What is being asked
Reproduce word for word the entries below, starting at the line that contains "Question: For every instance of the water" and ending at the line that contains "[(13, 166), (426, 124), (186, 270)]", with both of those lines included.

Working data
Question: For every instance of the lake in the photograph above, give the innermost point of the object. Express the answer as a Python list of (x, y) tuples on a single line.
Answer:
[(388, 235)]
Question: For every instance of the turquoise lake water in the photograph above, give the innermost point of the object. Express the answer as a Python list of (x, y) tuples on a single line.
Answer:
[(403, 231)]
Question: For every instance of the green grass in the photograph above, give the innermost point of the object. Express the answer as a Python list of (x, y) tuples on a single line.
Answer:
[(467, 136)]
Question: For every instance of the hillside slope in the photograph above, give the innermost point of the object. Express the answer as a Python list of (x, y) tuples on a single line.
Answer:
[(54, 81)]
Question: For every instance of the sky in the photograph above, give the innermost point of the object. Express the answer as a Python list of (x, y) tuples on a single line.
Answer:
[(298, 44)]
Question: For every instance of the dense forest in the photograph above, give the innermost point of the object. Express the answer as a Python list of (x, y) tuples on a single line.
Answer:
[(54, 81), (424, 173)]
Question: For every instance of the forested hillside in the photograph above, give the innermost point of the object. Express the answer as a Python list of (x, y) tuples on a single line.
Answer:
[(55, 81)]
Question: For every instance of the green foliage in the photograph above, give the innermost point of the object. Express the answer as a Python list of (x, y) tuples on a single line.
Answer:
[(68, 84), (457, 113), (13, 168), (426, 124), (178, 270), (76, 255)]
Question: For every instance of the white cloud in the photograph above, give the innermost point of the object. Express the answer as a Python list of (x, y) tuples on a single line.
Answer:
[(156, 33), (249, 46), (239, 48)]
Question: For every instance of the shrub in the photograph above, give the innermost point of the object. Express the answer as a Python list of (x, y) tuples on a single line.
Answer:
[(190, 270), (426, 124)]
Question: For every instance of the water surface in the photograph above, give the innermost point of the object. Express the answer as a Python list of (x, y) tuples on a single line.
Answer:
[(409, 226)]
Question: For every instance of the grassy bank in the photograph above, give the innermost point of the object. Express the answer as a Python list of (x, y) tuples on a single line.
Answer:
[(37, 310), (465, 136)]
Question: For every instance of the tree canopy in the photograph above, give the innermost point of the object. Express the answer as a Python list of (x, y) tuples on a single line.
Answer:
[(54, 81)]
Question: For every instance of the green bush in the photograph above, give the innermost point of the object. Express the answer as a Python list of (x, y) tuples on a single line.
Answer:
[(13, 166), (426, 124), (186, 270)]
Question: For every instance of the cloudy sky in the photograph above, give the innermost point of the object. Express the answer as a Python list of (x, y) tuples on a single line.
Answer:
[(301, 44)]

* * *

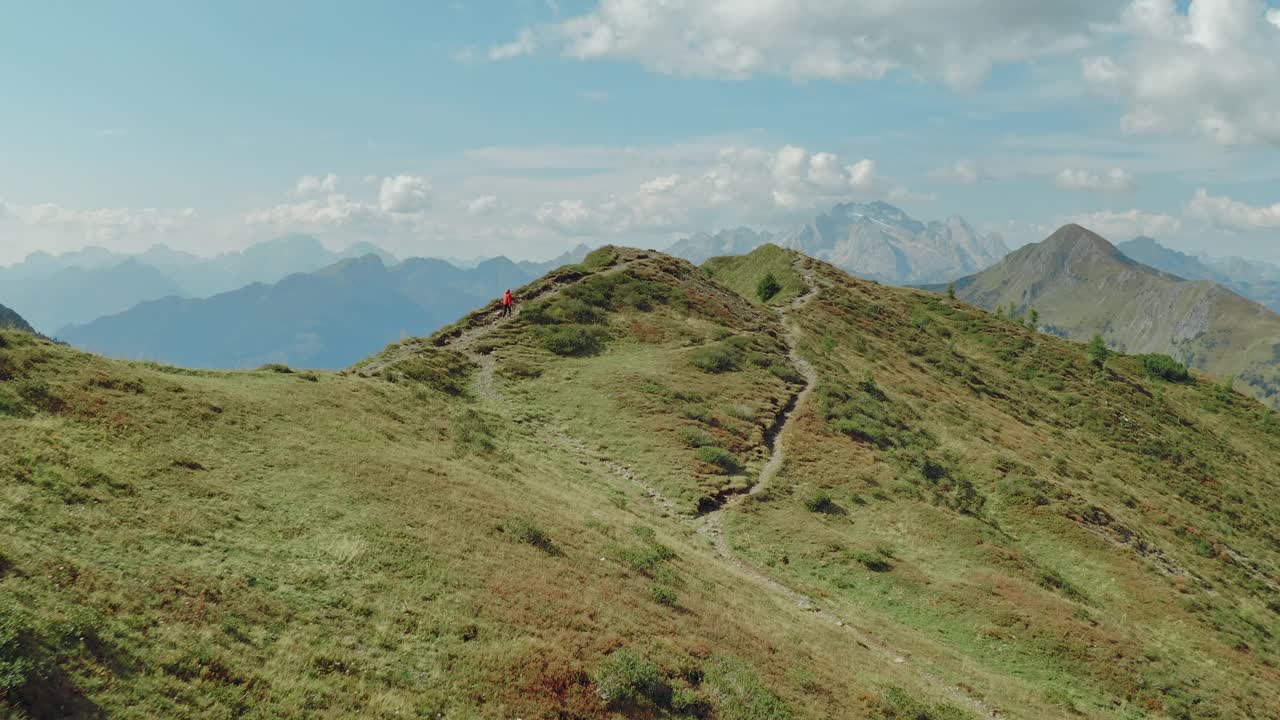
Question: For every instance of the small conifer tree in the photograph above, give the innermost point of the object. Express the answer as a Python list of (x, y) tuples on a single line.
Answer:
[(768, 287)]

==

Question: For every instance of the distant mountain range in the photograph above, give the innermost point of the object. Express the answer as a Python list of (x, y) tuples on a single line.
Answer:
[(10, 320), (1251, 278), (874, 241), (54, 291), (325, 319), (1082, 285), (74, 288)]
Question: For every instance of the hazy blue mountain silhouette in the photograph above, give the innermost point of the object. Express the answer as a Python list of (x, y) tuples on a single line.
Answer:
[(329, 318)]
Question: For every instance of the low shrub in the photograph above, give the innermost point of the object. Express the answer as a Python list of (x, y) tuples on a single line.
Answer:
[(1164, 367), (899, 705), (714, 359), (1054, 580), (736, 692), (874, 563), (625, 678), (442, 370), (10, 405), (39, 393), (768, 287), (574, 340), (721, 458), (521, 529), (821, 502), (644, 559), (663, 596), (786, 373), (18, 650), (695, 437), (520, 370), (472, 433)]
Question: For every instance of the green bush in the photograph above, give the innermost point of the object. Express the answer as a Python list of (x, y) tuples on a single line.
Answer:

Final result
Question: For every instance of the water surface in the photograph above, give the innermost point of the object. Express the answer as a Python list of (x, y) tuples on a single line.
Answer:
[(409, 226)]
Question: For every instance of the grassy bank in the photograph above, give the innermost point of the object. Express the answer as a Python list of (x, y) tuples on a single line.
Answer:
[(37, 310), (465, 136)]
Question: For every instance of the tree canopy in the photograph above, give the innermost point of the object. Express the answer as a Python list of (x, y) tuples on a single line.
Answer:
[(54, 81)]
Question: For every instance of the green bush in the photograph above, give the innermost point of the object. Express the answer as a Python list of (x, y) tuples on a single line.
Answer:
[(13, 166), (426, 124), (186, 270)]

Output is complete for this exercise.